▶ **Stored data entries**:
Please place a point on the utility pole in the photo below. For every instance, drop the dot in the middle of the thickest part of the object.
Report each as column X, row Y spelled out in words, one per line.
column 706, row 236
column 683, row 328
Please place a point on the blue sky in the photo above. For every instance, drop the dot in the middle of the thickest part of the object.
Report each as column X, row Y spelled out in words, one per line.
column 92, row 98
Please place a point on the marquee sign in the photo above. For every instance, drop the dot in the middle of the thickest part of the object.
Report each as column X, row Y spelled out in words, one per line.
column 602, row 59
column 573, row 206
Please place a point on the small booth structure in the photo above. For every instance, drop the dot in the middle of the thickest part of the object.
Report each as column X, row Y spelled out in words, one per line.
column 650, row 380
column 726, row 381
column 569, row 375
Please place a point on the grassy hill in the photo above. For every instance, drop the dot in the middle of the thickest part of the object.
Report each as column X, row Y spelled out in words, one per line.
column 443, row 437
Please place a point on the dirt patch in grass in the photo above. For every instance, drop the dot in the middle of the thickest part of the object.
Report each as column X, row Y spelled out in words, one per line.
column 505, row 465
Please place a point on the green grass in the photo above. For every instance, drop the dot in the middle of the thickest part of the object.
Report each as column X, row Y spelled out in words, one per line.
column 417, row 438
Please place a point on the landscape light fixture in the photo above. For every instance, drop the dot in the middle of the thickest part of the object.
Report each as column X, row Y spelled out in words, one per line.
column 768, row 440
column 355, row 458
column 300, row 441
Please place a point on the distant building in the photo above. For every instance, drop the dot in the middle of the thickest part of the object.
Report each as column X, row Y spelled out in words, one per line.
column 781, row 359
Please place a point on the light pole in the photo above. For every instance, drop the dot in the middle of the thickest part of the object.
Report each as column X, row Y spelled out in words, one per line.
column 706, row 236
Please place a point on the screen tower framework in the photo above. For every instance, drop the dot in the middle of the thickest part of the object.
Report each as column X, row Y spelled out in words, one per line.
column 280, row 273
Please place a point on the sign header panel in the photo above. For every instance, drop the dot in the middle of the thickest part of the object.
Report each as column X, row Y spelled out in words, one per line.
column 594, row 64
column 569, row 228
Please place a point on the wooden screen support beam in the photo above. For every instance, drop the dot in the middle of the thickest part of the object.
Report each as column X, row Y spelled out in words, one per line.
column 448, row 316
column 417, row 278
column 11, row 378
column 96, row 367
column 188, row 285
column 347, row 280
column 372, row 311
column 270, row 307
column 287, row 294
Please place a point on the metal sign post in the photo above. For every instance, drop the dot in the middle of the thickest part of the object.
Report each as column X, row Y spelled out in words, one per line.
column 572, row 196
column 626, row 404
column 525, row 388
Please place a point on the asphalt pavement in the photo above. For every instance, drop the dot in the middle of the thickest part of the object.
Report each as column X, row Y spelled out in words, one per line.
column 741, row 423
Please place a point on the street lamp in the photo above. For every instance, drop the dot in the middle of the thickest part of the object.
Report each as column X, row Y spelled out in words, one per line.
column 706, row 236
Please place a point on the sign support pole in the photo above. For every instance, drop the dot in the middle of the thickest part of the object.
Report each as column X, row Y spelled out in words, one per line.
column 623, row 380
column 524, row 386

▶ **Goal**:
Format the data from the line with "Please place a point on the sign support" through the end of the data as a two-column CSV with the headers instruction and response. Put the instruction text and its coordinate lines in one row, with each field quoted and line breaks changed to spaces.

▶ **Answer to this exercise**:
instruction,response
"Please place a point on the sign support pole in the photo above. For every instance, drop the dot in the middle of the thickest part of the object. Report each as column X, row Y spelled out in words, one per line.","column 623, row 380 column 524, row 386"